[EXERCISE BRIEF]:
In the records below, rewrite the stretch from the line containing "Is any rolling" through the line containing "[1171,822,1313,880]", with the requests included. Add 110 to every bounding-box coordinate in the answers.

Excerpt from the dataset

* * *

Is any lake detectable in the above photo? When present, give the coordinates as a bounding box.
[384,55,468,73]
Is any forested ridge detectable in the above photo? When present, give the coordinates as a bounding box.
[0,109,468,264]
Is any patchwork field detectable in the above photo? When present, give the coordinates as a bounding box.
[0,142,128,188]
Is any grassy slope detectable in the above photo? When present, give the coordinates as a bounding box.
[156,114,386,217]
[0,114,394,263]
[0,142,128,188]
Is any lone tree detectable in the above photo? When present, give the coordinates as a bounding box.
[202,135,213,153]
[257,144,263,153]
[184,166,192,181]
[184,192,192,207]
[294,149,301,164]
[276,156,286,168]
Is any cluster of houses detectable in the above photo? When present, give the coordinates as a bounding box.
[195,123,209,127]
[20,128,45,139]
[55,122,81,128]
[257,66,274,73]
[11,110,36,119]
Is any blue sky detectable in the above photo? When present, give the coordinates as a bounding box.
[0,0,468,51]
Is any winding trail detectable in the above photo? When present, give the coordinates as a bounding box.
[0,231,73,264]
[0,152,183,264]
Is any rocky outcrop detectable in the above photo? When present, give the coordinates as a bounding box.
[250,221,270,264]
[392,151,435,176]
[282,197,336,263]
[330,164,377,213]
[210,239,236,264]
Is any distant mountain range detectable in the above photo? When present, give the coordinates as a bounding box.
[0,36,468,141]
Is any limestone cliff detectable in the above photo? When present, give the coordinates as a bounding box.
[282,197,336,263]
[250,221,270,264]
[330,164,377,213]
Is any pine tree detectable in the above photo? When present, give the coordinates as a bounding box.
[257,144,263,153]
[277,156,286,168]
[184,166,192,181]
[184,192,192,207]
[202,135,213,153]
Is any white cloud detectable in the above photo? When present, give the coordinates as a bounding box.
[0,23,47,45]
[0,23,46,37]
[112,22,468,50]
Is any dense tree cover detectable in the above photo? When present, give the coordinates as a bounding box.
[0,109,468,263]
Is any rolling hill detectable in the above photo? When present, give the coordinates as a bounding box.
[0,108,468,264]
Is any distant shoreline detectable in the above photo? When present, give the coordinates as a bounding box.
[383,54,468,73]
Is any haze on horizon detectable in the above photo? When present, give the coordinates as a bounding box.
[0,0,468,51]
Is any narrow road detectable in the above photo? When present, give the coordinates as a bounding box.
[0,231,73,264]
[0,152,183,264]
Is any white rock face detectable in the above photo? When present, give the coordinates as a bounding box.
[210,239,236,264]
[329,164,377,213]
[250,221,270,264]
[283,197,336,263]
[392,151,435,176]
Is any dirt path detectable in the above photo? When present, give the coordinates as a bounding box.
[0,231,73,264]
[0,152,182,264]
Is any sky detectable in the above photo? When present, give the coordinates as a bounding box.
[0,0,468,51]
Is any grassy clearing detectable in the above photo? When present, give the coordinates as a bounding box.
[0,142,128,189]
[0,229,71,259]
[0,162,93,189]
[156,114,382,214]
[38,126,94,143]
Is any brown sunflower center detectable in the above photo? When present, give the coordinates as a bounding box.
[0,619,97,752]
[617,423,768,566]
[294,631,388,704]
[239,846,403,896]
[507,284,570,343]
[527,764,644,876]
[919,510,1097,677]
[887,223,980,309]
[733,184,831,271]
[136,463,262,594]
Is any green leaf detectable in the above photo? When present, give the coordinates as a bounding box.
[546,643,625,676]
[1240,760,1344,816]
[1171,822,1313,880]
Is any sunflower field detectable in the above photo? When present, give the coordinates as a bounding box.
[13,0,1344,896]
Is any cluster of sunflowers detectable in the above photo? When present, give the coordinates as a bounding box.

* * *

[RIGHT ANSWER]:
Is any rolling hill detectable in the above photo? When present, give the coordinates as a bounding box.
[110,218,578,374]
Is any distant shoreline detectable in the above photo? When present, give the coordinates as a bounding box.
[493,164,578,183]
Is any haze on horizon detectable in the above photo? When present, give the coordinates as a bounding box.
[110,110,578,161]
Is any narrow road detectable in the above photo? When present, give the coordinates as a bounding box.
[110,341,183,374]
[110,262,293,374]
Is any white rock face detectable in the above photo? When present, give the coordinates as a bounding box.
[320,349,346,374]
[439,274,487,323]
[360,331,380,374]
[393,307,446,373]
[502,261,545,286]
Is any dirt path detectable in the above photo? When present, give the coordinates as a bounding box.
[110,341,183,374]
[110,262,292,374]
Is any sky detectable in the above photo? When present, give the coordinates as a bounding box.
[110,110,578,161]
Is any grassy clearing detectable in the above photo? When present, give the coordinates as a bounding box.
[110,252,238,299]
[110,339,181,369]
[110,272,203,299]
[266,224,492,324]
[148,236,204,253]
Is any brown sunflower center detectable in the above photo? When present, give the coordinates as a bounding box.
[110,729,207,862]
[727,533,878,676]
[404,741,498,814]
[349,956,513,1006]
[617,394,680,453]
[637,874,754,986]
[1029,620,1207,787]
[997,333,1090,419]
[843,294,941,381]
[246,573,372,704]
Is any green leaf detectable in the above photo? When present, give the coordinates as a bounding box.
[656,753,735,786]
[1350,870,1454,926]
[1281,932,1423,990]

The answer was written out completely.